À TRAITER
Présentez les lignes ci-dessous sous la forme d'une liste JSON de chaînes, à raison d'une chaîne par ligne, en omettant les lignes vides.

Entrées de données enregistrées

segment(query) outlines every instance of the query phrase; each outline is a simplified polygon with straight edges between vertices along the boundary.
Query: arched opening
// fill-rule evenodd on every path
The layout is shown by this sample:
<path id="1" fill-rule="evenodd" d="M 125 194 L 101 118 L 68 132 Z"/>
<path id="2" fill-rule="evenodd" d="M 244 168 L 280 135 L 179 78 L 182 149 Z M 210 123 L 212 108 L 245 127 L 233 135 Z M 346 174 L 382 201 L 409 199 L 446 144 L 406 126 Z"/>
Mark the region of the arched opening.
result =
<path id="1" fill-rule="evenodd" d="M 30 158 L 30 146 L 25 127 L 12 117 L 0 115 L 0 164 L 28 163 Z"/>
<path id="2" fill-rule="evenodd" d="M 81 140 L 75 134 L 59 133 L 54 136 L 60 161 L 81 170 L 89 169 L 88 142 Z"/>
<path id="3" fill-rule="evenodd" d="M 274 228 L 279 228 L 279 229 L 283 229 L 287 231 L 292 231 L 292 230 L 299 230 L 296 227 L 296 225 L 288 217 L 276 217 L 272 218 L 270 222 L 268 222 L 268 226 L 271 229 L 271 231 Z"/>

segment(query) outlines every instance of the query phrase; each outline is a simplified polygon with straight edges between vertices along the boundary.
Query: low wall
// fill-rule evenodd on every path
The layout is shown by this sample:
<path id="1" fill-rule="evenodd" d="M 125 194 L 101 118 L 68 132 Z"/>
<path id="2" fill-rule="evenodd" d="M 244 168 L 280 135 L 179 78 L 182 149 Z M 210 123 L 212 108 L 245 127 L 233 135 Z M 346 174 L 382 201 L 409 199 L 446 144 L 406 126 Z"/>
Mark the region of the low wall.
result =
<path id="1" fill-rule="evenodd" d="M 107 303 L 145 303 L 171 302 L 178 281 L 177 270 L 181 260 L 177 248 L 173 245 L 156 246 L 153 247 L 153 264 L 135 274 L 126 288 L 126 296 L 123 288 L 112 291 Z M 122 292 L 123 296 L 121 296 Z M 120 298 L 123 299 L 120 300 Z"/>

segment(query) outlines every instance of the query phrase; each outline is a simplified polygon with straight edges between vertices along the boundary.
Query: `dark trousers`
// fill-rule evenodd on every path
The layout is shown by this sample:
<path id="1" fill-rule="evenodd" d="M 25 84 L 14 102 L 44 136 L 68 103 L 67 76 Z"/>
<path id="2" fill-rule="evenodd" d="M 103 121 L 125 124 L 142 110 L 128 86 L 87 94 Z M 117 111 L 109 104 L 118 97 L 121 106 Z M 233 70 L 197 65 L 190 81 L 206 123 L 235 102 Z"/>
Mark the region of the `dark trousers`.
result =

RÉSULTAT DE L'EXERCICE
[
  "segment(query) outlines every instance of the query phrase; each outline is a simplified polygon with straight edges between vertices along the boundary.",
  "Query: arched opening",
  "// fill-rule evenodd on every path",
  "The layout is shown by this sample:",
  "<path id=\"1\" fill-rule=\"evenodd\" d=\"M 125 194 L 101 118 L 68 132 Z\"/>",
  "<path id=\"2\" fill-rule=\"evenodd\" d=\"M 244 168 L 280 135 L 179 78 L 182 149 Z M 210 123 L 212 108 L 245 127 L 233 135 Z M 346 174 L 382 201 L 409 199 L 446 144 L 406 126 Z\"/>",
  "Mark the region of the arched opening.",
  "result =",
  "<path id=\"1\" fill-rule=\"evenodd\" d=\"M 30 158 L 30 146 L 25 127 L 12 117 L 0 115 L 0 164 L 28 163 Z\"/>",
  "<path id=\"2\" fill-rule=\"evenodd\" d=\"M 81 140 L 75 134 L 59 133 L 54 136 L 60 161 L 81 170 L 89 169 L 88 142 Z\"/>",
  "<path id=\"3\" fill-rule=\"evenodd\" d=\"M 274 228 L 279 228 L 279 229 L 283 229 L 287 231 L 292 231 L 292 230 L 299 230 L 296 227 L 296 225 L 288 217 L 276 217 L 272 218 L 270 222 L 268 222 L 268 226 L 271 229 L 271 231 Z\"/>",
  "segment(query) outlines every instance of the query phrase; each outline is a simplified polygon with straight edges between vertices along the boundary.",
  "Query: low wall",
  "// fill-rule evenodd on every path",
  "The layout is shown by this sample:",
  "<path id=\"1\" fill-rule=\"evenodd\" d=\"M 125 194 L 101 118 L 68 132 Z\"/>",
  "<path id=\"2\" fill-rule=\"evenodd\" d=\"M 244 168 L 280 135 L 179 78 L 182 149 Z M 210 123 L 212 108 L 245 127 L 233 135 Z M 346 174 L 382 201 L 409 199 L 446 144 L 406 126 Z\"/>",
  "Mark the region of the low wall.",
  "result =",
  "<path id=\"1\" fill-rule=\"evenodd\" d=\"M 107 303 L 145 303 L 171 302 L 178 281 L 177 270 L 181 260 L 177 248 L 173 245 L 156 246 L 153 247 L 153 264 L 135 274 L 126 288 L 126 296 L 123 288 L 112 291 Z M 122 292 L 123 296 L 121 296 Z M 120 298 L 123 299 L 120 300 Z\"/>",
  "segment(query) outlines every instance of the query phrase; each outline is a simplified polygon with straight edges between vertices along the boundary.",
  "Query: `dark trousers`",
  "// fill-rule evenodd on every path",
  "The layout is shown by this sample:",
  "<path id=\"1\" fill-rule=\"evenodd\" d=\"M 25 84 L 14 102 L 44 136 L 68 103 L 67 76 Z\"/>",
  "<path id=\"2\" fill-rule=\"evenodd\" d=\"M 103 121 L 125 124 L 142 110 L 128 86 L 87 94 Z M 117 111 L 109 104 L 118 97 L 121 106 Z M 233 70 L 197 65 L 190 81 L 206 123 L 235 102 Z\"/>",
  "Mark the region of the `dark trousers`.",
  "result ="
]